[Saved entries]
━━━━━━━━
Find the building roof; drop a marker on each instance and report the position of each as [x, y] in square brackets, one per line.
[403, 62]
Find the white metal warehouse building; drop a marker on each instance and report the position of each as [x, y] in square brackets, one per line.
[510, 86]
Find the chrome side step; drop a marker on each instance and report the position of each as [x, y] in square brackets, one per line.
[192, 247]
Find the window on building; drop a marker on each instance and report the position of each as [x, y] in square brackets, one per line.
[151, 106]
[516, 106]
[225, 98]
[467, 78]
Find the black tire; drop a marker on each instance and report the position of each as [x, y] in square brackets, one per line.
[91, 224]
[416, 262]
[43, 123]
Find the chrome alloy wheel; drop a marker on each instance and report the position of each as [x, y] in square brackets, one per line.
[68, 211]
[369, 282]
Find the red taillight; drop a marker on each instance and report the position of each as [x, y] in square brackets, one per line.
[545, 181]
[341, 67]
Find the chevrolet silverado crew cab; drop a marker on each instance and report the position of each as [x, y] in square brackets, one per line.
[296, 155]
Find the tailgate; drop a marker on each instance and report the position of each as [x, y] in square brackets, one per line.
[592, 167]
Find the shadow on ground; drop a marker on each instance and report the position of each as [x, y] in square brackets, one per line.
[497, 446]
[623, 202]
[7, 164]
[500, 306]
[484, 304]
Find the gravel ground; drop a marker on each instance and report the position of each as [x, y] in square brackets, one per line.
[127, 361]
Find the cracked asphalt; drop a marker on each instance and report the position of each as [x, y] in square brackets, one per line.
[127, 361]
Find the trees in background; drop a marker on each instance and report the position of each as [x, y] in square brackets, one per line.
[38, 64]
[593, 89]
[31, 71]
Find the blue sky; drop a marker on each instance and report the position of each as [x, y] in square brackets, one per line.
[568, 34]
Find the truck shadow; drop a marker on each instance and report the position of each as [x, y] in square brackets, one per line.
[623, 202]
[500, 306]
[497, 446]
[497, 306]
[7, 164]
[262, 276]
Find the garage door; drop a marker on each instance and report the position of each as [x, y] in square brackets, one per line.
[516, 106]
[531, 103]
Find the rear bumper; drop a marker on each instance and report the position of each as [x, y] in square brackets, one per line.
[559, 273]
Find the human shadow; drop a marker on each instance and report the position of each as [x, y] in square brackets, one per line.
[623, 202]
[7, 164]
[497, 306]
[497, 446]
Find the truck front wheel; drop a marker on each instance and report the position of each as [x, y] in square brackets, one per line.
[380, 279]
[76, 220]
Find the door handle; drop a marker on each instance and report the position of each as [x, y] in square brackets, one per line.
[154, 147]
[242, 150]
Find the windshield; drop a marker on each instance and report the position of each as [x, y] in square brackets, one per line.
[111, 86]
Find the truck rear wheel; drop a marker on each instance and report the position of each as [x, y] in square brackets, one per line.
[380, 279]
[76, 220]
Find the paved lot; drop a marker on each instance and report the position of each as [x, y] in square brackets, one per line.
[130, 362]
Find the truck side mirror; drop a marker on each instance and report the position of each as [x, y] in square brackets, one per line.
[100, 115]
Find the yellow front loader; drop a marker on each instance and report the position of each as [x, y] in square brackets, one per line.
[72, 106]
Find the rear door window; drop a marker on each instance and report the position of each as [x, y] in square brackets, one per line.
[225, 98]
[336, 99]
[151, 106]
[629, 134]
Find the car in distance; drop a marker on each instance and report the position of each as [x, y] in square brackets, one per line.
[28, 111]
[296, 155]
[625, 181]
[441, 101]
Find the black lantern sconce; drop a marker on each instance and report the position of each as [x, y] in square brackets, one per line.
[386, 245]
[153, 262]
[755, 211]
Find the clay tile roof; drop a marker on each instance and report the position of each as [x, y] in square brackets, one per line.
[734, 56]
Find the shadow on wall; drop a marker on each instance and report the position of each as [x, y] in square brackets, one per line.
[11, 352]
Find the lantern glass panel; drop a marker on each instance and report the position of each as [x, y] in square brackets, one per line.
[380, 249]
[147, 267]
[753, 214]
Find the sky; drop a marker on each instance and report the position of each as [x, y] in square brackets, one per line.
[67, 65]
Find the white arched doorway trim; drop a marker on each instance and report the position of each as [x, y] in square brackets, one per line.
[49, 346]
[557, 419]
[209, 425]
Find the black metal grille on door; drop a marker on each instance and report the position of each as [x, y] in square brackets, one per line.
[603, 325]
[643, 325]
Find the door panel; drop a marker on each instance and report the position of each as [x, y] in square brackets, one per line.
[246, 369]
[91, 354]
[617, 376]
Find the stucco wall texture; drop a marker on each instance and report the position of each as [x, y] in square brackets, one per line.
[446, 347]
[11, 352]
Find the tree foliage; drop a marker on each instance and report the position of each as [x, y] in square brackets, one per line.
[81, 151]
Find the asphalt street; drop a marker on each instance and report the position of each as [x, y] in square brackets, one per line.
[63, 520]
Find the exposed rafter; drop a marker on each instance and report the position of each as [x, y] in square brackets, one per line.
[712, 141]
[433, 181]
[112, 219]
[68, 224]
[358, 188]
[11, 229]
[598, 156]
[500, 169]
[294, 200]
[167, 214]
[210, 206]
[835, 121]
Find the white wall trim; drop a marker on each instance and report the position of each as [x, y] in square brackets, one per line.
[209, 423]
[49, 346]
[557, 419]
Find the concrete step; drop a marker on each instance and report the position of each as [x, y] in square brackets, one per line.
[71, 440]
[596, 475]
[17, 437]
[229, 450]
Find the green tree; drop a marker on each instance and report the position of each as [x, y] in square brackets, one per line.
━━━━━━━━
### EXERCISE DETAILS
Every line above must be reproduced exactly as it stands.

### TASK ANSWER
Find the building roof; drop a marker on each instance and report the position of each as [x, y] in square brackets, one per line.
[403, 62]
Find the white metal warehouse building; drop a marker on each instance and report the position of each as [x, y] in square brackets, one per line.
[510, 86]
Find the chrome side step; drop a marker on each instance and report the position of each as [x, y] in square brackets, one per line.
[192, 247]
Find the window on building; drop a marker on each instance and report the position of each as [x, y] in square brackets, one per line.
[151, 106]
[516, 106]
[225, 98]
[467, 78]
Find the black tire; drop a marker on each instance and report the position of each as [x, y] in square brackets, one per line.
[91, 224]
[416, 262]
[43, 123]
Find the chrome alloy wheel; drop a marker on each instance and report the position of each as [x, y] in square brackets, one per line.
[68, 211]
[369, 282]
Find the red taillight; drop a marker on each instance and report the position of each as [x, y] in square brackets, one per line.
[545, 181]
[341, 67]
Find the chevrolet silverado crew cab; drop a marker on each instance and report the position of each as [x, y] in square brackets, one per line.
[296, 155]
Find the tailgate; drop a marker on each instance and report the position of each as [x, y] in square brackets, one per line.
[592, 167]
Find the shadow on ground; drop a marker on each instance and report the position of each as [x, y] in square brackets, one per line.
[497, 446]
[623, 202]
[7, 164]
[500, 306]
[484, 304]
Find the gravel ground; drop a marker on each instance and report the position of each as [x, y] in square brackets, one per line.
[127, 361]
Find the cracked asphalt; drop a marker on each instance and report the position of each as [x, y] in square brackets, one per line.
[127, 361]
Find the trees in background; drop a marker on each instance and report the position of each as [x, y] in square brackets, one per line.
[38, 64]
[593, 89]
[31, 71]
Find the blue sky; drop a marker on each instance and report the position of each as [x, y] in square brackets, one per line.
[568, 34]
Find the truck shadow; drop a marker on each instance and report the position of each as [x, y] in square brackets, one per line.
[623, 202]
[500, 306]
[497, 446]
[497, 306]
[7, 164]
[262, 276]
Find the garage door; drop a marker on each instance and report the position of each as [x, y] in square brackets, one per line.
[516, 106]
[531, 103]
Find the rear bumper; drop a marker on each instance and report the position of each as [x, y] in square brackets, one per line.
[559, 273]
Find the human shadow; drop a marker on each instance and report the position of each as [x, y] in square brackets, one per line.
[623, 202]
[7, 164]
[497, 306]
[497, 446]
Find the truck front wheel; drop a marker on each instance and report the position of each as [x, y] in square brackets, one per line.
[380, 279]
[76, 220]
Find the door handle; drop a marker on each instance and report the position of each as [x, y] in square brackets, one per line.
[154, 147]
[242, 150]
Find the windshield; drop a marker on each instance and report the position of each as [x, y] in square brackets, one per line.
[111, 86]
Find the truck rear wheel; drop a marker on each instance and report the position of each as [x, y] in square brackets, one per line.
[380, 279]
[76, 220]
Find the paved lot; drop a marker on each instance and report the position of each as [x, y] in square brackets, one per line.
[130, 362]
Find the truck side mirror; drop a marker on each instance and report the position of each as [x, y] in square brackets, one per line.
[100, 115]
Find the yellow front loader; drop a marker on each instance and report the position of each as [x, y] in square brackets, one per line.
[72, 106]
Find the rear door window; drop a marker on each instance and report the position of each as [x, y] in square brackets, one per line.
[225, 98]
[336, 99]
[151, 106]
[629, 134]
Find the car in distance; drop a marker on each instance and report the position of each as [x, y] in square brackets, one per line.
[28, 111]
[296, 155]
[625, 181]
[441, 101]
Find the black lantern sconce; drop a marker on each instance and report the position of each as [x, y] in square brackets, one per line.
[386, 245]
[153, 262]
[755, 211]
Find the clay tile roof; drop a marker on each instance and report the position of each as [x, y] in square brackets, one per line.
[734, 56]
Find the shadow on wall; drop a marker on each instance and report the position of each as [x, y] in square brackets, one per line.
[11, 352]
Find the lantern glass panel; drop a marker on each instance and report the position of each as [x, y] in square brackets, one per line.
[380, 249]
[147, 267]
[753, 214]
Find the sky; drop a marker on each instance and report the position of each as [x, y] in square brackets, one per line.
[67, 65]
Find the white arched doorway trim; drop a marker on each instance and report the position of each as [x, y] in square brackets, one per line.
[49, 346]
[557, 419]
[209, 425]
Find the black metal grille on door; drop a marker on each instance and report the position of each as [x, y] in square brackets, one per line.
[603, 325]
[643, 325]
Find the door panel; drop a marker on each instance and report the position of each as [x, y] in square brackets, one per line.
[246, 369]
[91, 354]
[617, 376]
Find the stucco wall texture; drop a marker on each instance and report the position of each as [x, y] in square brackets, one per line.
[446, 347]
[11, 352]
Find the tree foliage; drop a marker on each instance and report the position of each as [x, y] in square brackets, one per line.
[81, 151]
Find the asphalt street; drop a marker on each instance and report the position of each as [x, y] in square brackets, one per line.
[63, 520]
Find the exposed rafter; drop a marker on each instance and report the position of each as [x, y] in square brackets, one per line.
[712, 141]
[433, 181]
[112, 219]
[68, 224]
[358, 188]
[11, 229]
[598, 156]
[500, 169]
[294, 200]
[167, 214]
[210, 206]
[835, 121]
Find the white wall trim; drop a marker on each instance and report the position of each as [x, y] in square brackets, one per line.
[209, 423]
[49, 346]
[557, 419]
Find the concrete step; drop a marker on each instance and report the position of each as [x, y] in square brackets, one per line.
[71, 440]
[596, 475]
[17, 437]
[229, 450]
Find the green tree; drop a marker on each instance and report the position of each as [x, y] in square brackets, one per line.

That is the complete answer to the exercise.